======== Supplied records

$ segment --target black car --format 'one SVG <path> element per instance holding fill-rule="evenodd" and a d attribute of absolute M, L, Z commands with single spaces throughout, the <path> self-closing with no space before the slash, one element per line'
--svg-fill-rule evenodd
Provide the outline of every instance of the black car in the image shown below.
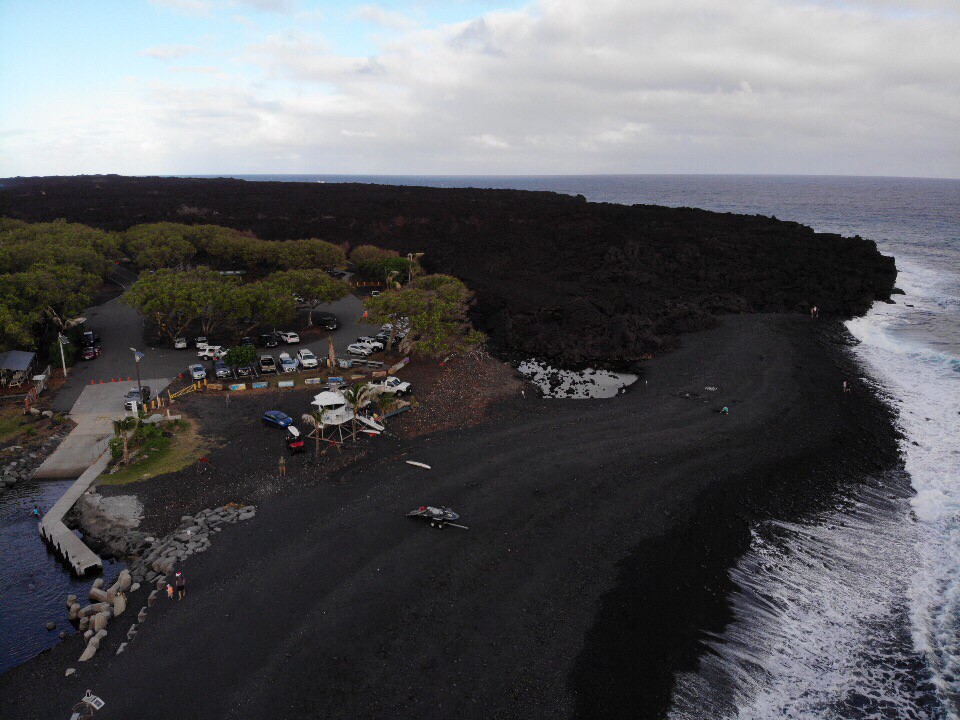
<path fill-rule="evenodd" d="M 100 342 L 100 336 L 87 330 L 83 334 L 83 347 L 93 347 Z"/>

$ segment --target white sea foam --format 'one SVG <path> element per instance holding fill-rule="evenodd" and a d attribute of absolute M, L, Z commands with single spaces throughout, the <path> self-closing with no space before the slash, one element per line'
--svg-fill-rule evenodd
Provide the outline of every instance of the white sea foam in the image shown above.
<path fill-rule="evenodd" d="M 672 718 L 958 717 L 956 318 L 937 337 L 916 326 L 960 302 L 960 281 L 898 262 L 906 298 L 848 327 L 898 411 L 916 494 L 879 478 L 820 517 L 757 528 L 731 571 L 734 619 L 677 678 Z"/>
<path fill-rule="evenodd" d="M 574 400 L 613 397 L 637 381 L 637 376 L 629 373 L 558 370 L 538 360 L 525 360 L 517 370 L 547 397 Z"/>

================

• Task directions
Rewrite all of the material above, replacing every "outline" with "contour" and leaving everything else unchanged. Omit the pictures from your answer.

• Solved exercise
$ segment --target black car --format 'one SVG <path> element per instance holding fill-rule="evenodd" and a d attribute of absolute M, L, Z commands with single spaces throughout, the <path> self-closing with no space before the slash, one element per line'
--svg-fill-rule evenodd
Provide the contour of every instance of the black car in the image shown below.
<path fill-rule="evenodd" d="M 100 342 L 100 336 L 87 330 L 83 334 L 83 347 L 93 347 Z"/>

$ segment --target white sea foam --format 'one SVG <path> element per instance holding fill-rule="evenodd" and a d attribute of absolute M, L, Z commands with single spaces throughout, the <path> self-closing with no space before the slash, one element per line'
--svg-fill-rule evenodd
Provide the contour of every instance of the white sea foam in the image shown above.
<path fill-rule="evenodd" d="M 672 718 L 958 717 L 956 318 L 937 337 L 916 326 L 960 302 L 960 281 L 898 262 L 906 298 L 848 327 L 898 411 L 916 494 L 879 478 L 820 517 L 757 528 L 731 571 L 734 619 L 677 678 Z"/>
<path fill-rule="evenodd" d="M 574 400 L 613 397 L 637 381 L 637 376 L 629 373 L 558 370 L 538 360 L 525 360 L 517 370 L 547 397 Z"/>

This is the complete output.